Your tasks ->
1. For each statement about the passage on sentiment analysis, answer yes or no and quote the words of the passage that decide it. (a) Paper [30] combined unsupervised and supervised techniques for learning word vectors. (b) The research in [31] focused on sentence-level sentiment. (c) In [31], linguistic structures were studied in order to define explicit linguistic rules.
2. Rewrite the passage on sentiment analysis from "In paper [30], they" up to and including "rich sentiment content.", putting "word embeddings" in place of "word vectors".
3. In order of appearance, list every word in the passage on sentiment analysis that ends in "-ing".

In paper [30], they presented a combination of unsupervised and supervised techniques for learning word vectors that provide information about capturing semantic term–document information as well as rich sentiment content.

In [31], the research focused on the effect of syntactic information in document-level sentiment. In their model, the classification using a convolutional kernel and reducing the complexity of kernels by extracting the minimum infrastructure with a high impact by a polarity dictionary was created. Studying and evaluating diverse linguistic structures encoded as a convolutional kernel for the document-level sentiment classification problem were done in order to use syntactic structures without defining explicit linguistic rules.

Stored data entries
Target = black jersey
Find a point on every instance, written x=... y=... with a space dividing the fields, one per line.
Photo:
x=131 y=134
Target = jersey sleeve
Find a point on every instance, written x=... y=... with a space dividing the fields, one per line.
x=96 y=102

The replies ->
1.
(a) Yes: "a combination of unsupervised and supervised techniques for learning word vectors"
(b) No: "the effect of syntactic information in document-level sentiment"
(c) No: "in order to use syntactic structures without defining explicit linguistic rules"

2.
In paper [30], they presented a combination of unsupervised and supervised techniques for learning word embeddings that provide information about capturing semantic term–document information as well as rich sentiment content.

3. learning, capturing, using, reducing, extracting, Studying, evaluating, defining